------ 原文抜粋 ------

シーナ&ロケッツのギタリスト「鮎川誠」氏が亡くなった。
十代の頃から見聞きしていたアーティストが虹の橋を渡るのを見送ることが多くなった。
黒のレスポールギターを弾きまくる姿とコテコテの博多弁(久留米弁?)のギャップが愛くるしく格好良かった。
私も終活の文字が頭をよぎるようになった。
この世にかき集め忘れた金はないか?
過去に無心することにした。
移住してから車中でラジオを聴くようになり
ラジオCMで頻繁に「過払い金返還請求」が流れ頭にすり込まれた。
どうせキャッシングしてから、十年以上経っているしなぁ、と聞き流していたが
お電話だけでも、というキャッチに惹かれ電話をした。
今治で会場を借りて司法書士が直接面談するという。
今治に行くタイミングで面談して調査依頼した。

------

### 記述問題
原文抜粋で、司法書士が会場を借りて直接面談するとされている場所はどこか答えてください。 データは参照しなくてよい。

------ 記録データ ------

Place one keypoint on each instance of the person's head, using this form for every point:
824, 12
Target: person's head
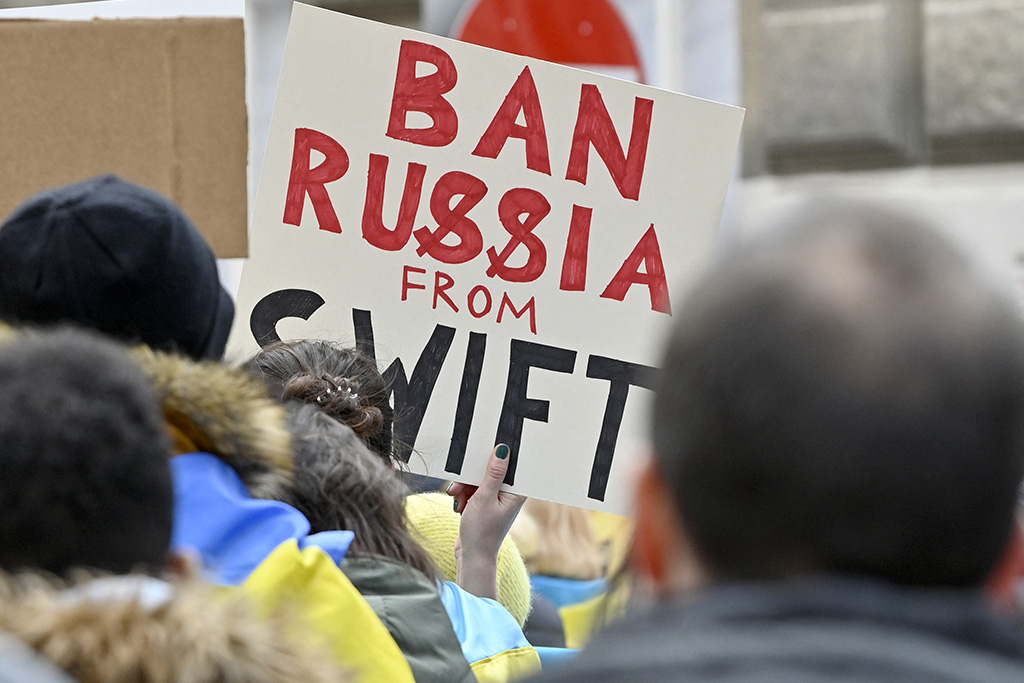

------

### 本問の解答
今治。